5.    Section V of the Selling Agent Agreement is amended to add
     subsection V(4) which states as follows:

     (4)    The Parties to this Agreement are solely responsible for any
           failure to satisfy their obligations under this Agreement.
           Such responsibility includes any regulatory penalty or fine
            and/or any liability arising from a civil or criminal
           action, or settlement thereof, including but not limited to
           compensation or remediation to clients, arising from any
           such failure to satisfy such obligations.   The Parties'
           indemnification obligations and right to receive
           indemnification will survive the termination of the
           Agreement for the time period relating to all applicable
           statutes of limitation, unless subsequently agreed to in
           writing by the Parties.

6.    Section VI(5) of the Selling Agent Agreement is amended as follows:

           Any notice, under this Agreement shall be given in writing,
           by electronic mail or addressed and delivered or mailed
           postpaid to the Party to this Agreement entitled to receive
           the same,

                 i.    If to Company, Paula R. Meyer, 596 Ameriprise
                      Financial Center, Minneapolis, MN 55474,
                      paula.r.meyer@ampf.com; and

                 ii.   If to AEBI, Mary Ann Fitzgibbon,
                      200 Vesey Street, New York, NY 10285,
                      maryann.f.fitzgibbon@aexp.com.

* What to do
Copy out the Selling Agent Agreement amendment above word for word, with every line and its spacing unchanged.

* Dataset excerpt
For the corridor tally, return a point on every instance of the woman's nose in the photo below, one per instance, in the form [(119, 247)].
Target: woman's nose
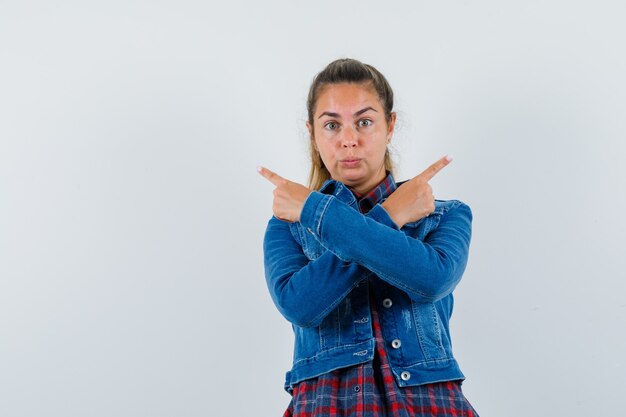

* Exercise output
5.    Section V of the Selling Agent Agreement is amended to add
     subsection V(4) which states as follows:

     (4)    The Parties to this Agreement are solely responsible for any
           failure to satisfy their obligations under this Agreement.
           Such responsibility includes any regulatory penalty or fine
            and/or any liability arising from a civil or criminal
           action, or settlement thereof, including but not limited to
           compensation or remediation to clients, arising from any
           such failure to satisfy such obligations.   The Parties'
           indemnification obligations and right to receive
           indemnification will survive the termination of the
           Agreement for the time period relating to all applicable
           statutes of limitation, unless subsequently agreed to in
           writing by the Parties.

6.    Section VI(5) of the Selling Agent Agreement is amended as follows:

           Any notice, under this Agreement shall be given in writing,
           by electronic mail or addressed and delivered or mailed
           postpaid to the Party to this Agreement entitled to receive
           the same,

                 i.    If to Company, Paula R. Meyer, 596 Ameriprise
                      Financial Center, Minneapolis, MN 55474,
                      paula.r.meyer@ampf.com; and

                 ii.   If to AEBI, Mary Ann Fitzgibbon,
                      200 Vesey Street, New York, NY 10285,
                      maryann.f.fitzgibbon@aexp.com.